CONSIGNE
Recopiez mot pour mot le passage du texte sur Bobin situé entre "Poésies de poètes" et "jour de fête.", ces deux extrémités comprises.
====== TEXTE ======
Bobin est décédé la semaine dernière.
La veille du black Friday.
Lui qui faisait l’éloge du rien.
J’ai eu la chance de rencontrer un poète dans ma vie.
C’était un rêve d’enfant,
Que j’avais formulé en apprenant les poésies à l’école.
Poésies de poètes malheureusement tous disparus.
Un jour, je lui écrivis une lettre.
Il se munit d’un feutre noir, bien épais,
Déposa des grandes lettres sur des feuilles blanches en laissant de larges marges.
Ces feuilles ne pouvaient contenir que quelques mots, tant ils étaient chargés.
Je l’imaginais dévorant des liasses de papier, comme un millefeuille un jour de fête.
Il m’avait répondu.
Et je ne voyais pas la différence entre cette lettre et ses livres,
Tant le style était magnifique.
Eloge de la lenteur, de la relation, de la rencontre.
A cette lettre, il ajouta un cadeau.
Un petit livre,
En y adjoignant ce mot :
“Voici un petit biscuit pour la route quand elle vous paraîtra dure”.
Nous étions sur le point de partir marcher 40 jours.
Sur la fin de notre périple, nous l’ouvrîmes, page par page, avec un couteau.
Nous étions à table, avec 27 feuilles, quelques mots bien pesés et le poète à nos côtés.
Non seulement, cela donna le nom à ce billet du mercredi.
Le p’tit biscuit - des paroles pour repartir dans notre marche d’éducateur.
Mais je compris bien plus tard la portée de son message qui s’adresse à tous les adultes et surtout aux professeurs.
La question était : Qu’est-ce qui donne du sens à votre vie ?
Il commença par répondre :
“Nous en demandons trop aux écrivains - ce qui donne sens à ma vie ? Rien, et surtout pas l’écriture !”
Un mot le gênait dans la question.
Ce mot de “sens”.
En l’effaçant, la question devint :
“Qu’est-ce qui vous donne votre vie ?”
====== DONNÉES ENREGISTRÉES ======
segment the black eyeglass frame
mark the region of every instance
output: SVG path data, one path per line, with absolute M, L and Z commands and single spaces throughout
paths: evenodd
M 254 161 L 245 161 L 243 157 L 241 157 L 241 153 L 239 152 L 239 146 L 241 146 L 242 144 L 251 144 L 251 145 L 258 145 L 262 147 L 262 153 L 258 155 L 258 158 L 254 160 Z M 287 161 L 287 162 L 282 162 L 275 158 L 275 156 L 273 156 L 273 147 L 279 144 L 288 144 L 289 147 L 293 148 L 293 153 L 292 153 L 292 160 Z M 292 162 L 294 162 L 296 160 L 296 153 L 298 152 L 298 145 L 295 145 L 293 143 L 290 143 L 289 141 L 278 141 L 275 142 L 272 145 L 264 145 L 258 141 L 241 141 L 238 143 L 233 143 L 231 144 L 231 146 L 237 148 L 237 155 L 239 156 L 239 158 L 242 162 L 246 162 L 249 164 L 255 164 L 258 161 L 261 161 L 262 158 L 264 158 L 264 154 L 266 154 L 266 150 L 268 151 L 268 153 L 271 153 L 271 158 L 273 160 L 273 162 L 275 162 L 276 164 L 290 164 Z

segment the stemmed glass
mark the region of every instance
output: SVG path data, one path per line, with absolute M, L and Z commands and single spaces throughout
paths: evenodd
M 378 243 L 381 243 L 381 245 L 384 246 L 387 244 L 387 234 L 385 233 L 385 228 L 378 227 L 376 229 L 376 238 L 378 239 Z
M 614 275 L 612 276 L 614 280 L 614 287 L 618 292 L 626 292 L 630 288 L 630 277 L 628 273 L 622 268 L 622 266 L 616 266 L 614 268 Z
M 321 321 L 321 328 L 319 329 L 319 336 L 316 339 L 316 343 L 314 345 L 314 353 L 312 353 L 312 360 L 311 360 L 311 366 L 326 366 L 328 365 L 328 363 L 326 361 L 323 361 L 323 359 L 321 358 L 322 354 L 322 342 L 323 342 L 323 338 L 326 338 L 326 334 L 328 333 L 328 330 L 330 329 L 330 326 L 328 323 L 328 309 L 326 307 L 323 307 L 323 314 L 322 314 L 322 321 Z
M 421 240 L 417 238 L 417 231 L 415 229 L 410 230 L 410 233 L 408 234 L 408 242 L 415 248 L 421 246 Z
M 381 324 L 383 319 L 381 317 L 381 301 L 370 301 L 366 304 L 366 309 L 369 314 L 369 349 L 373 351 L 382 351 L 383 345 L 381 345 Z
======
RÉPONSE
Poésies de poètes malheureusement tous disparus.
Un jour, je lui écrivis une lettre.
Il se munit d’un feutre noir, bien épais,
Déposa des grandes lettres sur des feuilles blanches en laissant de larges marges.
Ces feuilles ne pouvaient contenir que quelques mots, tant ils étaient chargés.
Je l’imaginais dévorant des liasses de papier, comme un millefeuille un jour de fête.